_Consegna 1_
Trascrivi il brano dell'articolo sui contagi nella comunità bengalese di Roma, cominciando da "Coronavirus" e proseguendo fino a "bengalese della Capitale.".
_Consegna 2_
Secondo l'articolo sui contagi nella comunità bengalese di Roma, in che giorno il dipendente del lido di Ostia ha accusato i primi dolori muscolari?
===== Estratto del documento
Coronavirus

È allarme Covid tra i bengalesi. Ma le moschee restano aperte

Chiuso uno stabilimento balneare ad Ostia dopo che un cittadino bengalese risultato positivo al Covid era andato a lavoro nonostante la febbre e i dolori muscolari. E a Tor Pignattara l'emergenza non ferma le moschee che restano aperte per la preghiera

È allarme Covid tra i bengalesi. Ma le moschee restano aperte

Dopo la chiusura di uno stabilimento ad Ostia per il contagio di un lavoratore del Bangladesh, i riflettori sono ancora puntati sulla comunità bengalese della Capitale.

La quasi totalità dei contagi che si registrano ogni giorno nella regione sono legati ai voli che nelle scorse settimane sono atterrati a Fiumicino da Dacca. Nel Paese asiatico dove il distanziamento sociale è un’utopia il virus circola ormai a livello di "community transmission", tanto che il governo italiano dieci giorni fa ha disposto la chiusura dei collegamenti aerei. Dei 14 casi registrati ieri, la stragrande maggioranza sono di importazione e almeno nove hanno un link con i voli di rientro dal Bangladesh.

Tra loro c’è anche l’impiegato del lido di Ostia che ieri ha dovuto chiudere i battenti in via precauzionale. Ieri sera l’Unità di crisi Covid-19 del Lazio ha fatto sapere che la Asl Roma 3 ha dato il via all’indagine epidemiologica "a partire dai dipendenti della struttura e dai contatti stretti dell'uomo che è stato posto in isolamento". Il caso indice sarebbe un coinquilino. Un connazionale, che nei giorni scorsi era stato anche a Milano. Per questo sono state avviate le procedure del "contact tracing nazionale".

Da quanto ricostruisce la stessa Asl, sembrerebbe che il cittadino bengalese impiegato nella struttura del litorale romano fosse andato a lavorare nonostante avesse già i sintomi della malattia. L’uomo, che ora è ricoverato allo Spallanzani, accusa i primi dolori muscolari il 12 luglio scorso. Il 14 ha anche qualche linea di febbre, ma nonostante ciò continua a recarsi al lavoro per altri due giorni, fino al 16.

"Questa circostanza la considero grave – ha commentato l’assessore alla Sanità del Lazio, Alessio D’Amato - con la febbre e con sintomi si deve rimanere a casa e contattare un medico, non è possibile che si vada in giro o al lavoro". "Comprendo le esigenze lavorative e di proseguire nelle proprie attività – ha aggiunto - ma il rischio per la collettività è troppo elevato".

Sotto accusa c’è il mancato rispetto delle regole da parte di qualcuno. In alcune sale dedicate alla preghiera islamica, ad esempio, come testimonia un reportage del quotidiano Il Tempo, la raccomandazione di sospendere le celebrazioni per arginare la diffusione del contagio è stata ignorata. All’ingresso viene misurata la temperatura, ma i locali delle moschee di Tor Pignattara continuano ad essere frequentati da decine di persone.
==========
===== Voci fornite
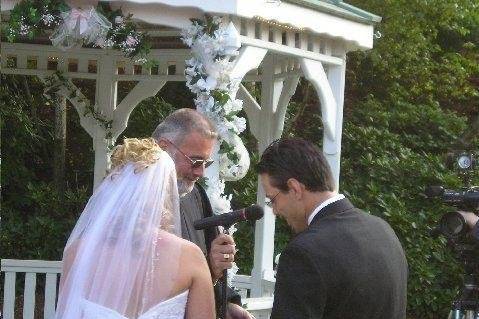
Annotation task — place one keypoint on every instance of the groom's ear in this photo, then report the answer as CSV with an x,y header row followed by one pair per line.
x,y
295,187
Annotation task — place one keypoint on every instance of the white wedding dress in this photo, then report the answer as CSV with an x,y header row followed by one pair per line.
x,y
122,258
173,308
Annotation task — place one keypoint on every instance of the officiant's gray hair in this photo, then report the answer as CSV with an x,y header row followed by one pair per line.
x,y
176,126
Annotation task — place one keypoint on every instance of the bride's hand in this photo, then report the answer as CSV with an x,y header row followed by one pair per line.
x,y
222,255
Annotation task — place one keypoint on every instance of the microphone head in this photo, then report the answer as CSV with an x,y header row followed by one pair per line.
x,y
254,212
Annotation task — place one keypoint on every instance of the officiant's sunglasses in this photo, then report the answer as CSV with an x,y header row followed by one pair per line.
x,y
195,163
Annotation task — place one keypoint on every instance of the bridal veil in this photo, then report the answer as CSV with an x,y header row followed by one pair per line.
x,y
120,254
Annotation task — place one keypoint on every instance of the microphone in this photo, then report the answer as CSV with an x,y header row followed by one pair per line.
x,y
253,212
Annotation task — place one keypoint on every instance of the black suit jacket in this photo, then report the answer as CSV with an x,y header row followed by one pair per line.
x,y
194,206
346,265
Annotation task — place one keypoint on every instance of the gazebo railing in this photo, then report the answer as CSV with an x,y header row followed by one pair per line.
x,y
50,270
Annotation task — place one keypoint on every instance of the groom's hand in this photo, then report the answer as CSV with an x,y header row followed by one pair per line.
x,y
237,312
222,255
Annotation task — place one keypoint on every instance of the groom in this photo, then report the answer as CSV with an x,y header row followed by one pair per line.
x,y
189,138
342,263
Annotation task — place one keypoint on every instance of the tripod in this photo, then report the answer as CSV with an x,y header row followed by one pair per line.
x,y
466,306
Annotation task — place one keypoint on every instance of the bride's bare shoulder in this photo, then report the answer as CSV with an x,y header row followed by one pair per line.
x,y
189,250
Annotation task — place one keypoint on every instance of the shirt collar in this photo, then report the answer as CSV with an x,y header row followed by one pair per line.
x,y
331,200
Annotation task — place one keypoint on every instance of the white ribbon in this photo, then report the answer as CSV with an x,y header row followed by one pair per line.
x,y
80,26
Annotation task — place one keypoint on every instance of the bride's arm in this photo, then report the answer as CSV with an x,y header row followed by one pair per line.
x,y
201,300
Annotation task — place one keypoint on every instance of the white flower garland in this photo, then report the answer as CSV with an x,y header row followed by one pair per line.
x,y
208,76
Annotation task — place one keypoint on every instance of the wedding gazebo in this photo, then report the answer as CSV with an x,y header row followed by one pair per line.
x,y
276,43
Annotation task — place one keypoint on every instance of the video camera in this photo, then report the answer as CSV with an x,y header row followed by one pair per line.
x,y
454,227
452,224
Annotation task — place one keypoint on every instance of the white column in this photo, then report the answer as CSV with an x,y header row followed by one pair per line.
x,y
106,90
332,147
267,124
330,90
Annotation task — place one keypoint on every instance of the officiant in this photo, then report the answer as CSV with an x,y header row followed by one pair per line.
x,y
189,138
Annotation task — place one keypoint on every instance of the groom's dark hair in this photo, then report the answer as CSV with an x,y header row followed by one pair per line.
x,y
182,122
299,159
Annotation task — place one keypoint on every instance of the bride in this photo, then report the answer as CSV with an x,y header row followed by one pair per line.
x,y
124,258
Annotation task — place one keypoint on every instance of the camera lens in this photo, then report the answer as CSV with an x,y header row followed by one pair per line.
x,y
453,224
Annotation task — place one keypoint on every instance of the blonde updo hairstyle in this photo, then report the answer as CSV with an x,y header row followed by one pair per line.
x,y
142,152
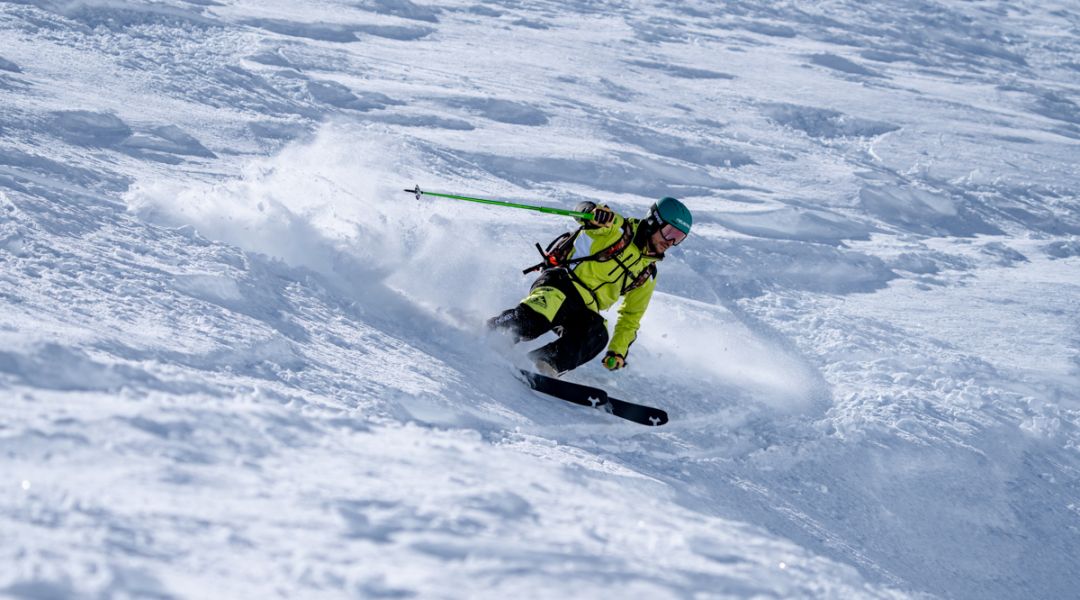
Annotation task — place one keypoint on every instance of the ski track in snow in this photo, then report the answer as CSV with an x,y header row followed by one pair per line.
x,y
237,360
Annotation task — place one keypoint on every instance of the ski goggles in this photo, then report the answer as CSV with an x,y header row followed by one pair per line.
x,y
672,234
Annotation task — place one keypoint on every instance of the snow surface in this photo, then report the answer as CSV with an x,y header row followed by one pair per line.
x,y
237,360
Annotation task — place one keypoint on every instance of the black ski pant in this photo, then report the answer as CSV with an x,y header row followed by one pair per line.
x,y
582,332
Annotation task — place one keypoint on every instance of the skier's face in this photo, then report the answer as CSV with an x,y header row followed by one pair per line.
x,y
665,237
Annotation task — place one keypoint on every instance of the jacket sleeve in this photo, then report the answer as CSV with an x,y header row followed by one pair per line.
x,y
630,317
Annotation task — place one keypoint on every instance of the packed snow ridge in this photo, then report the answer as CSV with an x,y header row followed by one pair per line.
x,y
237,360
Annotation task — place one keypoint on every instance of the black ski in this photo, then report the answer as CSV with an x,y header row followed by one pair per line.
x,y
595,397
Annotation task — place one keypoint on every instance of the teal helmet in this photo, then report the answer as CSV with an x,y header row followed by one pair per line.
x,y
672,212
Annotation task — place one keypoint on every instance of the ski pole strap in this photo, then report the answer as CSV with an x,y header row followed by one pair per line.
x,y
588,216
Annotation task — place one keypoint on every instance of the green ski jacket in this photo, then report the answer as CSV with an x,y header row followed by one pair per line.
x,y
602,283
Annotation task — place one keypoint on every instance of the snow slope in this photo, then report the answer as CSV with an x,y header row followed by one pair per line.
x,y
237,360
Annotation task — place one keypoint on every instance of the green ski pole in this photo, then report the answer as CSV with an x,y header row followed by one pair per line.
x,y
588,216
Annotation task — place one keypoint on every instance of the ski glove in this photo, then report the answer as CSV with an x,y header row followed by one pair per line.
x,y
613,360
602,215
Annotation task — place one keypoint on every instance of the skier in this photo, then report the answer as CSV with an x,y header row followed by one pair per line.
x,y
570,292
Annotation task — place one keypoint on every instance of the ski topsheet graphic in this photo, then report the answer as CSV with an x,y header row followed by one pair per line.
x,y
586,395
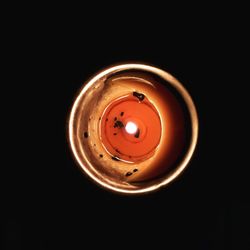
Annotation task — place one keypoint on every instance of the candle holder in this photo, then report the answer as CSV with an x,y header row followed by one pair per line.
x,y
133,128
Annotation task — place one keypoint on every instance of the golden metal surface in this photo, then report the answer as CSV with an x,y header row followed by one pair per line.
x,y
112,184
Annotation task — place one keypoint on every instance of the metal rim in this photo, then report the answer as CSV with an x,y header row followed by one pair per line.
x,y
193,116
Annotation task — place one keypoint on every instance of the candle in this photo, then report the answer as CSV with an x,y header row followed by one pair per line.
x,y
133,127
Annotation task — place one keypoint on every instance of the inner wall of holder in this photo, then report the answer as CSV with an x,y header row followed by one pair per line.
x,y
89,128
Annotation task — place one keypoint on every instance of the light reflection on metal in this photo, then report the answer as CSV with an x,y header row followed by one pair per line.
x,y
111,183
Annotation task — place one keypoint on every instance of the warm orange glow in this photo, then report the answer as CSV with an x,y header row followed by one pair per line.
x,y
132,147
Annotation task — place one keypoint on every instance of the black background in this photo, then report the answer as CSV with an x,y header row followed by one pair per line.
x,y
50,204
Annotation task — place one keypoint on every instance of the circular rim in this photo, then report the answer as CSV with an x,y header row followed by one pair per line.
x,y
193,116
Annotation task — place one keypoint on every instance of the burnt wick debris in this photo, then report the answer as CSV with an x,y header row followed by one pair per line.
x,y
115,158
139,96
128,174
118,124
137,134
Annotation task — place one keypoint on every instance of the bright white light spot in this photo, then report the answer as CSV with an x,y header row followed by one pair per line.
x,y
131,128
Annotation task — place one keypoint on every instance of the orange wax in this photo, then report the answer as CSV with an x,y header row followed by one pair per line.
x,y
131,128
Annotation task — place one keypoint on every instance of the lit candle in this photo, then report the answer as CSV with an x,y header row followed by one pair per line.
x,y
131,125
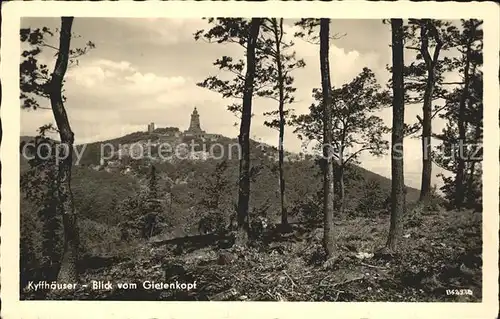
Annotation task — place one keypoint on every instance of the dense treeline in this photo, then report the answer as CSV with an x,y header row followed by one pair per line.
x,y
66,205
==========
_Risposta scritta 1_
Coronavirus

È allarme Covid tra i bengalesi. Ma le moschee restano aperte

Chiuso uno stabilimento balneare ad Ostia dopo che un cittadino bengalese risultato positivo al Covid era andato a lavoro nonostante la febbre e i dolori muscolari. E a Tor Pignattara l'emergenza non ferma le moschee che restano aperte per la preghiera

È allarme Covid tra i bengalesi. Ma le moschee restano aperte

Dopo la chiusura di uno stabilimento ad Ostia per il contagio di un lavoratore del Bangladesh, i riflettori sono ancora puntati sulla comunità bengalese della Capitale.

_Risposta scritta 2_
Il 12 luglio.